**STATED PROBLEM**
Tally the lines in the items below that contain the word "tire". Give only the number.
— START DATASET CONTENT —
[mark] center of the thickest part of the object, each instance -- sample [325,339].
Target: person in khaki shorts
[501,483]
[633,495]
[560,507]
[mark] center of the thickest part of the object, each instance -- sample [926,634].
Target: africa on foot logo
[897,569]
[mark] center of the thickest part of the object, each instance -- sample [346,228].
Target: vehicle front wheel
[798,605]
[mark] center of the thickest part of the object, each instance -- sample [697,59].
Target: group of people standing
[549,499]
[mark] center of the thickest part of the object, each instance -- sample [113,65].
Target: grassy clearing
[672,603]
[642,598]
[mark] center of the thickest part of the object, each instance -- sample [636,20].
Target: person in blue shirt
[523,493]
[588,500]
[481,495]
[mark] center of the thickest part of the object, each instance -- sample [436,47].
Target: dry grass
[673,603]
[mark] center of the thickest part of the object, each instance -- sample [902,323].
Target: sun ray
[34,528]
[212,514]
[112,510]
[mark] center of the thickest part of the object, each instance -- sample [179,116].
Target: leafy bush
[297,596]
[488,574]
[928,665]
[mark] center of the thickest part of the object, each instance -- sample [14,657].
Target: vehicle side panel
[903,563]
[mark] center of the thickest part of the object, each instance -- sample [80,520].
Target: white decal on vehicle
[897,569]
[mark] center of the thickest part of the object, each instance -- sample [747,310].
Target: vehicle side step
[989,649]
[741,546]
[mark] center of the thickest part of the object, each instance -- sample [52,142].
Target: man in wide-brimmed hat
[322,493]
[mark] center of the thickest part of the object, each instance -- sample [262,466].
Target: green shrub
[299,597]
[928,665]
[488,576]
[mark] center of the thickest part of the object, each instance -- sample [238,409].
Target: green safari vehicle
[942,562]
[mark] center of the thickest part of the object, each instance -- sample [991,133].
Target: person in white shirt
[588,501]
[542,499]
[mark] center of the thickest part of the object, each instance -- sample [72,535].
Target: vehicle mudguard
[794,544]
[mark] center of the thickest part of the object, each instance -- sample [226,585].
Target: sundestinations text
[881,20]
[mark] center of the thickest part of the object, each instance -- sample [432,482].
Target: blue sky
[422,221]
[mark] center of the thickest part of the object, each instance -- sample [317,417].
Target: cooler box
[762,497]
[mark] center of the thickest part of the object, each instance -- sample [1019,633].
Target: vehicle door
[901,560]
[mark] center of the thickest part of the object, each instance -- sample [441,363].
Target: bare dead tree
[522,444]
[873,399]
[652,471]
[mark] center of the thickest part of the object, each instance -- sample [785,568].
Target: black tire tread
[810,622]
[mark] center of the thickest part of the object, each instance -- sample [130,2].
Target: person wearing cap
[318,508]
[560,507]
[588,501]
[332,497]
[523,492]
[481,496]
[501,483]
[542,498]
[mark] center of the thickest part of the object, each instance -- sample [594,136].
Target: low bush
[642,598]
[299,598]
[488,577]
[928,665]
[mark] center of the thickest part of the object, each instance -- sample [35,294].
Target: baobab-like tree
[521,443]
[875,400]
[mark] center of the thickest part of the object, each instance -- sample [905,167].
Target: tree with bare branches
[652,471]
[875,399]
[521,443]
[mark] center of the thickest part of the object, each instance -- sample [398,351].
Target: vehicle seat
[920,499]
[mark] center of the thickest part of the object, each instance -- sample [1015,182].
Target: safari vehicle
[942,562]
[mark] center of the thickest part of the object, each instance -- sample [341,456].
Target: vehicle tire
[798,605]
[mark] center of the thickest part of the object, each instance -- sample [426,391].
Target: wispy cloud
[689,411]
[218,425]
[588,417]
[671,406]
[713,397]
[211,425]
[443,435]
— END DATASET CONTENT —
— START DATASET CONTENT —
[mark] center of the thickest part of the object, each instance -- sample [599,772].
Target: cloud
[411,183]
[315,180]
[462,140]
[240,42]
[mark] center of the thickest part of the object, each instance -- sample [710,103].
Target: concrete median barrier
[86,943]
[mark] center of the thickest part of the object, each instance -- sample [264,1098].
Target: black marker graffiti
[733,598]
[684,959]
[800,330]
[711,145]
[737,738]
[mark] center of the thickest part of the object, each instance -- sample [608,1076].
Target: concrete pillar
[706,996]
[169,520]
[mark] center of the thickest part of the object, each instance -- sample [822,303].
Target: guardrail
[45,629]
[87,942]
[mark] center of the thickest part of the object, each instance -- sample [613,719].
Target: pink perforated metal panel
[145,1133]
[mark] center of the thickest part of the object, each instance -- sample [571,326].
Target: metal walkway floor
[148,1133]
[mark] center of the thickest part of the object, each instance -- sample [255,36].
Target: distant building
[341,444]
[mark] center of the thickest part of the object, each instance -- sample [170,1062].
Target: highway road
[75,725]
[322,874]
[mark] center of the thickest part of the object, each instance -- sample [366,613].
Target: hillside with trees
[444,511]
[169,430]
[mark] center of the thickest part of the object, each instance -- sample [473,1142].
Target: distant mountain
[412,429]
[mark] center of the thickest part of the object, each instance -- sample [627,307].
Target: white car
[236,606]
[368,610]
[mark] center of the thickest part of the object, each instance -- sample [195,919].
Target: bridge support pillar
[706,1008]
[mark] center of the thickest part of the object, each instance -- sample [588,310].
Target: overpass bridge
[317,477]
— END DATASET CONTENT —
— START DATASET CONTENT —
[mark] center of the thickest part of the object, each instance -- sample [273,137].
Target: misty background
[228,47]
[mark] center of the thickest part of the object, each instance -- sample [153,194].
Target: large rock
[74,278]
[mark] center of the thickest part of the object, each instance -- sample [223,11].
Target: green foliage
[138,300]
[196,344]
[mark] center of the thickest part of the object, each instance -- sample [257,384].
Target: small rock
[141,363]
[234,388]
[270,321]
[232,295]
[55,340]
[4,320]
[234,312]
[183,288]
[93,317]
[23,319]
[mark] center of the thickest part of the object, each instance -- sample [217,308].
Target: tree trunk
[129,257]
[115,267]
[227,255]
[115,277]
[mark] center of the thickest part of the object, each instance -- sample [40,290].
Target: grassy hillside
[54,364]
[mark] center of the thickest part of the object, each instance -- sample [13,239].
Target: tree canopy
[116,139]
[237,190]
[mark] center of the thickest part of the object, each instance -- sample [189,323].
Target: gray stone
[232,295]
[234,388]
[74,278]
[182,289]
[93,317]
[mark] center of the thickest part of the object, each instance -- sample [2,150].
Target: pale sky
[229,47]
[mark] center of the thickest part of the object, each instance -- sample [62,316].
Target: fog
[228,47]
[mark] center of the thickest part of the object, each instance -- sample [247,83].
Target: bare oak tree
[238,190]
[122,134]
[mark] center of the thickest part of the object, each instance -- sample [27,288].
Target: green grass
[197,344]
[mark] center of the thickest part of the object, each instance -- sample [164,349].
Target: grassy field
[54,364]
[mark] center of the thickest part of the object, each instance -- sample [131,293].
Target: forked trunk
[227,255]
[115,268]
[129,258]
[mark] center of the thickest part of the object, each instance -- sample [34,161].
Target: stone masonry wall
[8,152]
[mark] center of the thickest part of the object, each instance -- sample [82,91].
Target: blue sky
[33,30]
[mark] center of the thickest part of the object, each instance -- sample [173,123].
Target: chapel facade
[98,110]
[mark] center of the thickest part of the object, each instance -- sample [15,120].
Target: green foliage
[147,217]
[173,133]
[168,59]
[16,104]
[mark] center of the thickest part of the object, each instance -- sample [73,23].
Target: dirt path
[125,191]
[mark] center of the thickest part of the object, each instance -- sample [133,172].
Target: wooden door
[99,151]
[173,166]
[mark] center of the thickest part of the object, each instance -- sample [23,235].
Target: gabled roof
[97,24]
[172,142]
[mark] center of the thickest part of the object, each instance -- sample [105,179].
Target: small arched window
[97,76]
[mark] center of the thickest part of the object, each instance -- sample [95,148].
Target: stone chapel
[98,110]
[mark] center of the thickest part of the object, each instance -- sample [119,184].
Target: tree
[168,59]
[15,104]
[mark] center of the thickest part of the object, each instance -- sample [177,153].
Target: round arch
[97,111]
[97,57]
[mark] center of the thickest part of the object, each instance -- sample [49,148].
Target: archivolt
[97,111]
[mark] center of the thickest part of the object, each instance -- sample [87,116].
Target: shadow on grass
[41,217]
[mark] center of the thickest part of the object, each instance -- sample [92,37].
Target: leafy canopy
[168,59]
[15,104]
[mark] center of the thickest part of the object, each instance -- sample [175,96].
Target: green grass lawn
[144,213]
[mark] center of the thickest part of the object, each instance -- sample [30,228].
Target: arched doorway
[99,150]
— END DATASET CONTENT —
**RESPONSE TO THIS TASK**
2